Ortadoğu'da çıkar savaşları...

8 yıl geride bırakan Suriye iç savaşında sona doğru giderken ittifak oldukları görünümü veren ülkeler ile karşıt görünen ülkelerin tamamının bir biri ile çelişkili çatışmalı bir sürece girdiler.

Suriye’de QSD güçleri tarafından DAİŞ’in Derazor’da işgaline son verildikten sonra ABD, Rusya, Fransa, İngiltere olmak üzere uluslararası güçler ile İran ve Türkiye gibi bölgesel güçler hesaplarını yeniden yaptılar. Her ülkenin kendisine göre bir hesabı olduğu için aralarındaki ilişkiler ve geçici ittifaklarda giderek çatırdıyor.

Kobanê ile başlayıp Dêrazor’da omurgasını YPG, YPJ güçlerinin oluşturduğu QSD güçleri tarafından DAİŞ işgaline son verilmesi başta ABD ve Rusya olmak üzere İngiltere, Fransa, Almanya gibi uluslararası güçler ile DAİŞ’e hamilik yapan Türkiye ve İran gibi bölgesel güçler Suriye’de pozisyonlarını güçlendirme çabalarına başladı. ABD önce güçlerini çekeceğini açıklayarak kendisine bir meşruluk kazandırdı. Daha sonra Suriye’de uzun süreli kalabileceğini açıkladı.

ABD Irak’taki varlığı ile Suriye’deki varlığını birleştirerek stratejik yaklaşımını devam ettirecek. Tam da bu dönemde bir yandan kendisi ile hareket eden öte yandan Rusya ile hareket eden Türkiye’ye NATO’da mı yer alacak, yoksa Rusya ile mi hareket edecek anlama gelecek şekilde tutumunu netleştirmesi istedi. ABD yetkilileri, eğer Türkiye’nin Rusya’dan S-400 füzelerini alması durumunda cezalandırılacağı yönünde net ifadelerle açıklamalar yaptı.

İKİ ARADA BİR DEREDE KALMIŞ DURUMDALAR

ABD’nin net tutumunu gören RTE ve AKP S-400 füzeleri için ara formül bulma arayışına girdi. Seçimlerden hemen sonra çeşitli gerekçelerle Dışişleri Bakanı Mevlüt Çavuşoğlu, Savunma Bakanı Hulisi Akar, Maliye Bakanı Damat Berat Albayrak, Cumhurbaşkanı sözcüsü İbrahim Kalın ABD’ye ziyaretlerde bulundu. ABD ara yol bulma arayışlarına girdi. Ancak şu ana kadar herhangi bir ara formül bulunmuş değil. Türkiye S-400 füzelerini Rusya’dan alma durumunda ABD ve NATO ülkelerinin gazabına uğrayacağı kesinleşti. Almaması durumunda ise Rusya’nın gazabına uğrayacak. O yüzden iki arada bir derede kalmış durumda.

==*==

== Görev 1 ==
Lütfen Ortadoğu'daki çıkar savaşlarını anlatan metne göre şu soruları yanıtlayın:
(a) Derazor'da DAİŞ işgaline hangi güçler son verdi?
(b) ABD yetkilileri, Türkiye'nin Rusya'dan hangi füzeleri alması durumunda cezalandırılacağını söyledi?
(c) ABD, Suriye'de uzun süre kalabileceğini açıklamadan önce ne açıkladı?
== Görev 2 ==
Ortadoğu'daki çıkar savaşlarını anlatan metinde "Kobanê ile başlayıp" ile "süreli kalabileceğini açıkladı." arasındaki kısmı, bu ifadeler de dahil olmak üzere aynen tekrarlayın.
Aşağıdaki malzemenin yukarıdaki metinle bir ilgisi yoktur.

== Verilen bilgiler ==

==*==

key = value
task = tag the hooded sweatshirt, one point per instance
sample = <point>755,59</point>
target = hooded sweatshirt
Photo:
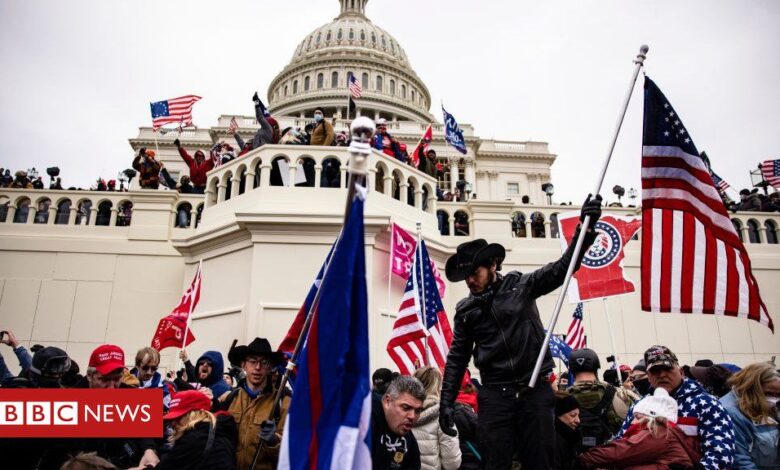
<point>215,381</point>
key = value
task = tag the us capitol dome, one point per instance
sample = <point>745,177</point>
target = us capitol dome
<point>350,44</point>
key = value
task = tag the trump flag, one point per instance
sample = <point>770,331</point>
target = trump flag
<point>601,273</point>
<point>328,422</point>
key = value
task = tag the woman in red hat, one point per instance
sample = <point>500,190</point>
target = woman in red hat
<point>201,439</point>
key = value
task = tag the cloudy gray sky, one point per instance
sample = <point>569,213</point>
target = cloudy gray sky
<point>78,75</point>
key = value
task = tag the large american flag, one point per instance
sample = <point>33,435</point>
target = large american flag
<point>354,87</point>
<point>771,171</point>
<point>692,258</point>
<point>575,337</point>
<point>416,326</point>
<point>173,111</point>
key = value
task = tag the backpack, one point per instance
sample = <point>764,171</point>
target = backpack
<point>594,426</point>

==*==

== Görev sonucu 1 ==
(a) QSD güçleri.
(b) S-400 füzeleri.
(c) Güçlerini çekeceğini.

== Görev sonucu 2 ==
Kobanê ile başlayıp Dêrazor’da omurgasını YPG, YPJ güçlerinin oluşturduğu QSD güçleri tarafından DAİŞ işgaline son verilmesi başta ABD ve Rusya olmak üzere İngiltere, Fransa, Almanya gibi uluslararası güçler ile DAİŞ’e hamilik yapan Türkiye ve İran gibi bölgesel güçler Suriye’de pozisyonlarını güçlendirme çabalarına başladı. ABD önce güçlerini çekeceğini açıklayarak kendisine bir meşruluk kazandırdı. Daha sonra Suriye’de uzun süreli kalabileceğini açıkladı.